▶ _Point-per-instance localization data_:
**********
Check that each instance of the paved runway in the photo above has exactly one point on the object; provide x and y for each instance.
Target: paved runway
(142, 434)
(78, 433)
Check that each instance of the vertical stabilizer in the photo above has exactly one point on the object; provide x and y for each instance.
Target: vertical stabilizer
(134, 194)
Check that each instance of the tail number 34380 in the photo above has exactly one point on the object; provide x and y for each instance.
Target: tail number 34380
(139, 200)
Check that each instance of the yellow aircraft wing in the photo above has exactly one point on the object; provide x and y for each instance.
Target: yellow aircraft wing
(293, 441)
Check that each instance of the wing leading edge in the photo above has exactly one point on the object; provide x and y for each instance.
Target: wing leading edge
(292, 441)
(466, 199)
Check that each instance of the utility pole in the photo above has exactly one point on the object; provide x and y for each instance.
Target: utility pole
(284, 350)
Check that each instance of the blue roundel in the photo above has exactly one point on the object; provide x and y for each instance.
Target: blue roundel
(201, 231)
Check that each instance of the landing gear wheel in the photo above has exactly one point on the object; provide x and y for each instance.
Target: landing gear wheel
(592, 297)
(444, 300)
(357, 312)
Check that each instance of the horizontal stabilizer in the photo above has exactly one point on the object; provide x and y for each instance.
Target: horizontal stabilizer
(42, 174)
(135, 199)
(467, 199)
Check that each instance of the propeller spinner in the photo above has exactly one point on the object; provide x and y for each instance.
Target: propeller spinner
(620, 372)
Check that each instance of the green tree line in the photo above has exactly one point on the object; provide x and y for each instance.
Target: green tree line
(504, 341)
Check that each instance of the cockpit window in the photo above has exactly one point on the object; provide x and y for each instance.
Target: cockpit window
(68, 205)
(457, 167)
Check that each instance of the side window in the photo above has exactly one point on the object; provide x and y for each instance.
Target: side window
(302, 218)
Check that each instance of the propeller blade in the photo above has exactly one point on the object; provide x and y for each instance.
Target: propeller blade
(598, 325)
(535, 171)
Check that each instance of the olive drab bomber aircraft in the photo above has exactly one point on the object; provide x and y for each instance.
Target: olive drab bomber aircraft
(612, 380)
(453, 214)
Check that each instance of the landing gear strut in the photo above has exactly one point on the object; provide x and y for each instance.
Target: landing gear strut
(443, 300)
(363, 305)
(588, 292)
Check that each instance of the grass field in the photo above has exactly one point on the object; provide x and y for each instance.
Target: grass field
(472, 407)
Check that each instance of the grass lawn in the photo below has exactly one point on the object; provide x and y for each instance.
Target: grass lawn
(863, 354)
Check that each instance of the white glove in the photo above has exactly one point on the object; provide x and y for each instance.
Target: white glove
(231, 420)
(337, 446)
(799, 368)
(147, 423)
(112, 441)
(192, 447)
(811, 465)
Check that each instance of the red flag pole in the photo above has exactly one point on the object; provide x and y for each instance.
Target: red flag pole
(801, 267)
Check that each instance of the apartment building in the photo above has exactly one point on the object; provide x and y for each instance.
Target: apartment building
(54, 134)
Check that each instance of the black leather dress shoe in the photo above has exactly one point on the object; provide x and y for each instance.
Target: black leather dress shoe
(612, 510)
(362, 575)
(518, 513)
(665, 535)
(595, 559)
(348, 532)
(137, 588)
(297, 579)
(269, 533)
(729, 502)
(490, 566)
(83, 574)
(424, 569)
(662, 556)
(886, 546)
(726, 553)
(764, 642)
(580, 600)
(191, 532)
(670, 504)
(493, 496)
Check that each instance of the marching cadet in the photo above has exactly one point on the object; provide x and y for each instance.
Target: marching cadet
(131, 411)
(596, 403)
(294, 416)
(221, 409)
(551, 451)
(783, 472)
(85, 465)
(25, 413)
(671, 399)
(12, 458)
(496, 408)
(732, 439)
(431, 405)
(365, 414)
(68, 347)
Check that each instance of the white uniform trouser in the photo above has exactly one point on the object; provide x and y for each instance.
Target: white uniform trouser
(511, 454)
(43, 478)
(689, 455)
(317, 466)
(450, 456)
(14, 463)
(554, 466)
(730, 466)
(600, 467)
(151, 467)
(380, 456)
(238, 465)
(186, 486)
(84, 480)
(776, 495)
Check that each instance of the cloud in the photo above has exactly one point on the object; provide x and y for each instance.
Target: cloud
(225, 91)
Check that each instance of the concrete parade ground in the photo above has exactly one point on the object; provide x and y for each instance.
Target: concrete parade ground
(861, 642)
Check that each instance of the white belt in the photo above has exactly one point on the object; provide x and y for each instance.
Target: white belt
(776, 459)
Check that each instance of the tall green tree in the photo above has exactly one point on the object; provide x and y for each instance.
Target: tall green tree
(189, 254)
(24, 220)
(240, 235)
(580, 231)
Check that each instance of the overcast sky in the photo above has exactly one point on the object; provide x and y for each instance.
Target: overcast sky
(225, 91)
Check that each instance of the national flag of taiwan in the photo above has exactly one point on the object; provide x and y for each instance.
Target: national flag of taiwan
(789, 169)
**********
▶ _TASK TO CARRY OUT_:
Write every entry out again. Keep each one exact.

▶ _SOLUTION BELOW_:
Check that each instance of the paved runway in the photo above has exactly one point on the object; provide x and y for each instance.
Target: paved runway
(142, 434)
(78, 433)
Check that each instance of the vertical stabilizer in the photo above has exactly one point on the object; provide x and y for each instance.
Target: vertical stabilizer
(134, 194)
Check that each instance of the tail number 34380 in the photo above has exactly one point on the object; provide x and y for each instance.
Target: tail number 34380
(139, 200)
Check that each instance of the yellow aircraft wing in the photo above has exactly one point on the object; provide x and y for each instance.
Target: yellow aircraft wing
(293, 441)
Check that each instance of the wing leading edge in the photo above has exactly one point on the object; provide x and y for each instance.
Target: wing leading edge
(292, 441)
(466, 199)
Check that each instance of the utility pole in the photo above has exactly one point on the object; provide x and y for each instance.
Target: utility pole
(284, 350)
Check that each instance of the blue roundel in the photo above has exactly one point on the object; provide x and y for each instance.
Target: blue roundel
(201, 231)
Check that each instance of the landing gear wheel in the photo above has exactly one point on the object; provide x and y for each instance.
Target: landing gear wheel
(592, 297)
(444, 300)
(357, 312)
Check that each instance of the horizontal stabilizer in the photo above has exactly one point on the object; provide x and y for each instance.
Target: horizontal stabilizer
(42, 174)
(135, 199)
(467, 199)
Check that each instance of the propeller spinner in the photo above has exactly one point on the object; provide x and y for each instance.
Target: propeller spinner
(620, 372)
Check that each instance of the green tree line in the photo above has exactly one point on the object; provide x and y for each instance.
Target: green tree line
(504, 341)
Check that each instance of the cockpit window in the photo above has exactly one point on the object; provide x and y for each instance.
Target: cockpit window
(68, 205)
(457, 167)
Check that each instance of the side window in the photo above has exactly one point on the object; provide x and y for each instance.
Target: side window
(302, 218)
Check that each instance of the propeller blade in the photo above has exactly one point on the object; provide x and y for each instance.
Target: propeller blade
(598, 325)
(535, 171)
Check that each instance of the olive drab bomber aircraft in the photo above has exactly one point on the object; provide x and y for each instance.
Target: olive drab bomber aircraft
(612, 380)
(453, 214)
Check that each instance of the landing gear strut in the photo above has exactly one point on the object; provide x and y for each instance.
Target: landing gear strut
(443, 300)
(363, 305)
(588, 292)
Check that each instance of the grass field in the photo above has exactly one point on the object; provide x and y for each instance.
Target: grass field
(472, 407)
Check that each instance of the grass lawn in the photo below has exactly one point on the object; provide x and y for each instance.
Target: grass lawn
(863, 354)
Check that each instance of the white glove in the photo above has exactly one point on the object; provide x and y for each instance.
Target: white glove
(231, 420)
(337, 446)
(799, 368)
(147, 423)
(112, 441)
(192, 447)
(811, 465)
Check that each instance of the red flag pole in the photo above has exactly one point on the object; provide x and y for each instance.
Target: red flag pole
(801, 267)
Check that each instance of the apartment building in the photo above has exactly one point on the object; provide x and y for each instance.
Target: apartment building
(54, 134)
Check that each instance of the black leather dress shoe in the photo above has exactly one point on the object; provide x and y for each instance.
Target: black leather dress shoe
(612, 510)
(362, 575)
(518, 513)
(665, 535)
(595, 559)
(348, 532)
(137, 588)
(297, 579)
(269, 533)
(729, 502)
(490, 566)
(83, 574)
(424, 569)
(662, 556)
(886, 546)
(726, 553)
(764, 642)
(580, 600)
(191, 532)
(670, 504)
(493, 496)
Check that each instance of the marching cadet in the photo above has exactly one point on the object; provide x and y for each instance.
Target: marching cadet
(131, 411)
(596, 403)
(294, 416)
(221, 409)
(551, 451)
(783, 472)
(85, 465)
(25, 413)
(671, 399)
(12, 458)
(496, 408)
(732, 439)
(431, 405)
(365, 414)
(68, 347)
Check that each instance of the white uniform trouser in the photo above has exactly one point on the object; provide x and y for each instance.
Target: white uniform trouser
(511, 454)
(43, 478)
(689, 455)
(317, 466)
(450, 456)
(14, 463)
(554, 466)
(730, 466)
(600, 467)
(151, 467)
(380, 456)
(238, 465)
(186, 486)
(84, 480)
(776, 495)
Check that each instance of the cloud in the photo above has exactly one point on the object; provide x and y for each instance.
Target: cloud
(225, 91)
Check that each instance of the concrete parade ground in the photo above has exactly one point on the object; provide x and y for each instance.
Target: concrete parade ground
(861, 642)
Check that each instance of the white belt in the photo above has exactly one point on the object; provide x and y for each instance.
Target: white belt
(776, 459)
Check that each instance of the tall green tree in the photo above has exactly one point on the object; provide x and y for each instance.
Target: tall green tree
(189, 254)
(24, 220)
(240, 235)
(580, 231)
Check that each instance of the overcast sky in the photo above has exactly one point on the object; provide x and y for each instance.
Target: overcast sky
(225, 91)
Check that each instance of the national flag of taiwan in the photo above has exactly one point on the object; provide x and y for each instance.
Target: national flag of taiwan
(789, 169)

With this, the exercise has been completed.